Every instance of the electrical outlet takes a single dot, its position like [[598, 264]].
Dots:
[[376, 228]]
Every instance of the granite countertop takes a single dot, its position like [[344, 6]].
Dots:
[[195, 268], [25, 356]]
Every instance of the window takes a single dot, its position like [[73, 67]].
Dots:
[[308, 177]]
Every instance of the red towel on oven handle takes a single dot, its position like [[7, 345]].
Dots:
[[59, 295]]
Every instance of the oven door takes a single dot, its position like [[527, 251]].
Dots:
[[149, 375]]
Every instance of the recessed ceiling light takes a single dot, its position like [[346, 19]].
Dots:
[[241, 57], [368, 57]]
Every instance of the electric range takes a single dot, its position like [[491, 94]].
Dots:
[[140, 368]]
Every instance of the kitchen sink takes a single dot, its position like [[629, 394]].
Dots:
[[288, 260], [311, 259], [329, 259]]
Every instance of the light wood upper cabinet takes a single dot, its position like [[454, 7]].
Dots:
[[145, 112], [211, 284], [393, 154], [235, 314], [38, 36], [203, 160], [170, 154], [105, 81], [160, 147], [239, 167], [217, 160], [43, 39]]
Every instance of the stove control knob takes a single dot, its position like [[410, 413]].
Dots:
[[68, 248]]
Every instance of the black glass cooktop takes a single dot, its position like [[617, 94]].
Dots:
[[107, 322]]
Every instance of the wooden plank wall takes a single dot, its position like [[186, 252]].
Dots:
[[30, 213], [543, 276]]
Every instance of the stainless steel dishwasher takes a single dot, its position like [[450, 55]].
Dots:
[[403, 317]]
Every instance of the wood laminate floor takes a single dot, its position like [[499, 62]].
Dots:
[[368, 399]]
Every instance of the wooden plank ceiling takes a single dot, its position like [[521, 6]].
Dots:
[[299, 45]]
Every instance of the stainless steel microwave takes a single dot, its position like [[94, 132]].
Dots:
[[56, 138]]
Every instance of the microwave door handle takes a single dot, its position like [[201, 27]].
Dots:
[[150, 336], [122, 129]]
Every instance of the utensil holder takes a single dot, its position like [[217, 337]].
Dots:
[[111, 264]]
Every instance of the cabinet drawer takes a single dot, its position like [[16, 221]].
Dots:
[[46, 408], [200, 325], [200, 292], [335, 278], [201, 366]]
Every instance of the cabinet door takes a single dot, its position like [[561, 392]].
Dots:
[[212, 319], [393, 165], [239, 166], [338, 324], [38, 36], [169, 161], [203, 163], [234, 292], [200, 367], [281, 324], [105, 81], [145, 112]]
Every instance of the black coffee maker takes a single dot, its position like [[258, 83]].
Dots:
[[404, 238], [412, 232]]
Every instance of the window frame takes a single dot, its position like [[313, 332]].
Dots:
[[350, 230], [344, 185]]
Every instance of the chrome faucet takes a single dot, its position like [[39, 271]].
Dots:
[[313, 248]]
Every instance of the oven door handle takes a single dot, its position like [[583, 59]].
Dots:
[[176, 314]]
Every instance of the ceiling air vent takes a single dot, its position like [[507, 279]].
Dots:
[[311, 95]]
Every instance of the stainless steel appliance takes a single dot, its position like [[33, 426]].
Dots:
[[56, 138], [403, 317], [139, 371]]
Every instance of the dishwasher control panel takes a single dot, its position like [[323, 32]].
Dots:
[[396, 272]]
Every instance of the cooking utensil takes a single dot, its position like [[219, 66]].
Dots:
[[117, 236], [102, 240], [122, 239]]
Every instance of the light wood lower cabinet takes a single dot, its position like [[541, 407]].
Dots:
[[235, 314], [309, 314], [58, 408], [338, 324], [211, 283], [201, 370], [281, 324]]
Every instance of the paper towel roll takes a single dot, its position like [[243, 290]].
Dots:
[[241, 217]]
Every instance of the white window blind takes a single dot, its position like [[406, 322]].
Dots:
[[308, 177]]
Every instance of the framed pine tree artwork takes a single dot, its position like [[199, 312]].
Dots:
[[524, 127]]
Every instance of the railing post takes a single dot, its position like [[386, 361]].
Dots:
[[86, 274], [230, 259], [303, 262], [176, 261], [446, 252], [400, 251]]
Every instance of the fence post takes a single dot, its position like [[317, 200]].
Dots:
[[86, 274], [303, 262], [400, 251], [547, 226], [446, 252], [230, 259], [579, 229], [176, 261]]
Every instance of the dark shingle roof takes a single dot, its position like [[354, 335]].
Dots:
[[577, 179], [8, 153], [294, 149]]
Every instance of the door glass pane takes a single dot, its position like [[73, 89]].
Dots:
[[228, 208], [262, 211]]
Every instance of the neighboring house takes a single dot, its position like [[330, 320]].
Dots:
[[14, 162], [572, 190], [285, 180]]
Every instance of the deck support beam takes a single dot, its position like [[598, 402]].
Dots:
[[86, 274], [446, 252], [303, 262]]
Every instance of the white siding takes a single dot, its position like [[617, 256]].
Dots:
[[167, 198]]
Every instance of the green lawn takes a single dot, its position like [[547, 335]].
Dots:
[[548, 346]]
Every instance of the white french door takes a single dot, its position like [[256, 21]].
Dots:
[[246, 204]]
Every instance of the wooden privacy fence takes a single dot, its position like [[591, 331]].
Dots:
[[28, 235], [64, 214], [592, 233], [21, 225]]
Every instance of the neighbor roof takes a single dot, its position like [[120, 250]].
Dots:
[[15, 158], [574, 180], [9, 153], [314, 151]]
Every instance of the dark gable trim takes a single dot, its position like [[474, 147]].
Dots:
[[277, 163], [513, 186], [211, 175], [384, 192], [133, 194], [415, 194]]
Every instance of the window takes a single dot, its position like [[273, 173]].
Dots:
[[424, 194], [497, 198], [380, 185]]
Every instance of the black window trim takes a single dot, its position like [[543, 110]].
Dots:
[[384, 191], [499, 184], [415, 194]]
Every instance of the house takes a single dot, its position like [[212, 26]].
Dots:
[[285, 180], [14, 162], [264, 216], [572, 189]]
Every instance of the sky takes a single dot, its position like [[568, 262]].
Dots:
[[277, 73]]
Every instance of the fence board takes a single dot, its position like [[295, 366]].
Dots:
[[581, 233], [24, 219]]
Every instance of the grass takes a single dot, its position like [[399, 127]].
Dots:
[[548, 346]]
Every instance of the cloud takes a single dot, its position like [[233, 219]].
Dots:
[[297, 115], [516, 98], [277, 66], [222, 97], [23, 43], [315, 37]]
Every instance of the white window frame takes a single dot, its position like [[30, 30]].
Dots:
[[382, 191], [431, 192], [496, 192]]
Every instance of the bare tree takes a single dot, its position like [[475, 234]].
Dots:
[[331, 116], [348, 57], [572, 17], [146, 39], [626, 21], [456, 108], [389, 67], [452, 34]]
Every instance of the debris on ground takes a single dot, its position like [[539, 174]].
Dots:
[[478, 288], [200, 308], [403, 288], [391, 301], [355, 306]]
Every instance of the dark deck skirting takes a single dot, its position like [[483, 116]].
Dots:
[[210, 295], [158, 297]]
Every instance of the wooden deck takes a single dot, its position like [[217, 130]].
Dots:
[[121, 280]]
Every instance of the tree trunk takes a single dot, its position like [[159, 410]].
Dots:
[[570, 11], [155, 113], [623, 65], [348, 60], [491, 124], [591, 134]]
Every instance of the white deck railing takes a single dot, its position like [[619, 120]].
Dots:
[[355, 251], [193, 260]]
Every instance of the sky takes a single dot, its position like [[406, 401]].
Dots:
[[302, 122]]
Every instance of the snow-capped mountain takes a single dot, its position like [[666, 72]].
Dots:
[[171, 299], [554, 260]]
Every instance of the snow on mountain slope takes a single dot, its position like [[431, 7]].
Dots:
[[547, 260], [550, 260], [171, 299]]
--------
* _Work required_
Copy all of the records above verbatim, changing no character.

* _The response_
Every instance of the electrical outlet takes a single dot, its position like [[598, 264]].
Dots:
[[376, 228]]
Every instance of the granite countertop takes a single dot, its position like [[344, 6]].
Dots:
[[195, 268], [25, 356]]
Every instance of the window takes a single dot, its position like [[73, 67]].
Dots:
[[308, 177]]
Every instance of the red towel on oven handle takes a single dot, its position like [[7, 345]].
Dots:
[[59, 295]]
Every instance of the oven door takes a single dot, its position like [[527, 251]].
Dots:
[[149, 375]]
Every instance of the recessed ceiling light takes a single dot, its position like [[346, 19]].
Dots:
[[241, 57], [368, 57]]
Every instance of the electric range takes a single dot, its position like [[491, 94]].
Dots:
[[140, 368]]
Every instance of the kitchen sink takes a single dot, its position like [[629, 394]].
Dots:
[[288, 260], [311, 259], [329, 259]]
Every instance of the light wood upper cabinet takes a single dot, its position like [[454, 7]].
Dots:
[[145, 112], [211, 284], [393, 154], [235, 314], [38, 36], [203, 160], [170, 154], [105, 81], [160, 147], [239, 167], [217, 160], [43, 39]]
Every instance of the stove control knob takes a single dot, its position like [[410, 413]].
Dots:
[[68, 248]]
Every instance of the black glass cooktop takes a single dot, its position like [[617, 94]].
Dots:
[[107, 322]]
Every instance of the wooden plank wall takes a single dot, its position like [[186, 252]].
Dots:
[[30, 213], [543, 276]]
Every instance of the stainless steel dishwasher takes a single dot, its position like [[450, 55]].
Dots:
[[403, 317]]
Every instance of the wood laminate floor takes a single dot, its position like [[499, 62]].
Dots:
[[368, 399]]
Every instance of the wooden plank ceiling takes a single dot, its position like [[521, 6]].
Dots:
[[299, 45]]
Every instance of the stainless steel microwave takes a single dot, its position like [[94, 132]].
Dots:
[[56, 138]]
Every instance of the microwave door handle takes a single dot, its position like [[201, 27]].
Dots:
[[150, 336], [122, 129]]
Every instance of the utensil holder takes a single dot, its position like [[217, 337]].
Dots:
[[111, 264]]
Every instance of the cabinet drawer takes a single dot, its position like [[16, 221]].
Dots:
[[46, 408], [200, 325], [200, 292], [335, 278], [201, 366]]
Every instance of the cabinet door takes a single dot, its position like [[561, 392]].
Dots:
[[212, 319], [393, 165], [239, 166], [338, 324], [38, 36], [169, 161], [203, 163], [234, 292], [200, 367], [281, 324], [105, 81], [145, 112]]
Every instance of the black coffee maker takes a single dot, its position like [[258, 83]].
Dots:
[[404, 238], [412, 232]]
Every instance of the window frame takes a single dot, its position like [[313, 332]].
Dots:
[[350, 230], [344, 185]]
Every instance of the chrome faucet takes a single dot, its position like [[39, 271]].
Dots:
[[313, 248]]
Every instance of the oven door handle takes a single dot, its position like [[583, 59]].
Dots:
[[176, 314]]
Every instance of the ceiling air vent takes a single dot, its position like [[507, 279]].
Dots:
[[311, 95]]
Every instance of the stainless steel appliance takes a single dot, its position like [[33, 426]].
Dots:
[[56, 138], [403, 317], [139, 371]]
Every instance of the dishwasher control panel takes a single dot, its position like [[323, 32]].
Dots:
[[396, 272]]
Every instance of the cooking utensil takes a single dot, its position like [[219, 66]].
Dots:
[[117, 236], [102, 240], [122, 239]]
Every instance of the light wood lower cabinet takes a single dot, its position like [[541, 407]].
Dots:
[[235, 314], [309, 314], [58, 408], [338, 324], [211, 283], [201, 370], [281, 324]]
Every instance of the paper towel roll takes a single dot, its position like [[243, 290]].
Dots:
[[241, 217]]
Every instance of the white window blind takes a single dot, its position like [[406, 322]].
Dots:
[[308, 177]]
Every instance of the framed pine tree artwork takes a single dot, its position like [[199, 312]].
Dots:
[[524, 127]]
Every instance of the railing post takes a single dot, its position like [[386, 361]].
Dots:
[[86, 274], [230, 259], [303, 262], [176, 261], [446, 252], [400, 251]]
Every instance of the fence post takes a single dot, its position like [[317, 200]].
Dots:
[[86, 274], [303, 262], [400, 251], [547, 226], [446, 252], [230, 259], [579, 229], [176, 261]]
Every instance of the dark shingle roof takes a single dot, its position like [[354, 335]].
Dots:
[[577, 179], [8, 153], [294, 149]]
Every instance of the door glass pane takes a single dot, its position like [[73, 89]].
Dots:
[[228, 208], [262, 211]]
Every instance of the neighboring house takes a single dot, its position like [[330, 320]].
Dots:
[[14, 162], [572, 190], [285, 180]]
Every instance of the deck support beam takes a single dot, its position like [[598, 402]].
Dots:
[[86, 274], [446, 252], [303, 262]]
Every instance of the white siding takes a single dot, its position like [[617, 256]].
Dots:
[[167, 198]]
Every instance of the green lawn takes a single dot, its position like [[547, 335]].
Dots:
[[548, 346]]
Every instance of the white french door takes a single dot, its position like [[256, 21]].
Dots:
[[246, 204]]
Every instance of the wooden privacy fence takes a single dot, its position like [[591, 331]].
Dots:
[[28, 235], [64, 214], [592, 233], [21, 225]]
Every instance of the neighbor roof takes a single dot, its position like [[120, 250]].
Dots:
[[15, 158], [574, 180], [9, 153], [314, 151]]
Every instance of the dark gable trim takes a single dot, its position like [[474, 147]].
Dots:
[[277, 163], [513, 186], [211, 175], [384, 192], [133, 194], [415, 194]]
Every instance of the window takes a single dot, its position like [[273, 173]].
Dots:
[[424, 194], [497, 198], [380, 185]]
Every instance of the black window trim takes a single dot, its position like [[543, 110]].
Dots:
[[384, 191], [499, 184], [415, 194]]
Every instance of the house takes a single dot, its position like [[212, 26]].
Dots:
[[285, 180], [14, 162], [264, 216], [572, 189]]
Every instance of the sky takes a single dot, its position like [[568, 262]].
Dots:
[[277, 73]]
Every instance of the fence board takes a single dot, its position like [[295, 366]].
Dots:
[[581, 233], [24, 219]]
Every instance of the grass takes a single dot, its position like [[399, 127]].
Dots:
[[548, 346]]
Every instance of the cloud takes a single dot, its position like [[233, 219]].
Dots:
[[297, 115], [516, 98], [277, 66], [222, 97], [23, 43], [315, 37]]
Every instance of the white window frame takes a single dot, its position like [[30, 30]].
Dots:
[[382, 191], [431, 192], [496, 192]]
Every instance of the bare tree takes a single dot, its position like [[475, 234]].
Dots:
[[331, 116], [348, 57], [572, 17], [146, 39], [626, 21], [456, 108], [389, 67], [452, 34]]
Every instance of the debris on ground takes a single dot, its position like [[539, 174]].
Dots:
[[478, 288], [200, 308], [403, 288], [391, 301], [355, 306]]
Every instance of the dark deck skirting takes a single dot, its position like [[483, 116]].
Dots:
[[210, 295], [158, 297]]
Every instance of the wooden deck takes a single dot, its position like [[217, 130]].
Dots:
[[121, 280]]
Every instance of the tree trunk takes a single dot, its position like [[159, 410]].
Dots:
[[570, 11], [155, 113], [623, 65], [348, 60], [491, 124], [591, 134]]
Every instance of the white deck railing takes a single dot, its position like [[619, 120]].
Dots:
[[355, 251], [193, 260]]
Every instance of the sky takes a single dot, its position like [[406, 401]].
Dots:
[[302, 122]]
Every instance of the snow-capped mountain takes a single dot, its position like [[666, 72]].
Dots:
[[171, 299], [554, 260]]
Every instance of the snow on mountain slope takes a single dot, its position like [[431, 7]].
Dots:
[[547, 260], [550, 260], [171, 299]]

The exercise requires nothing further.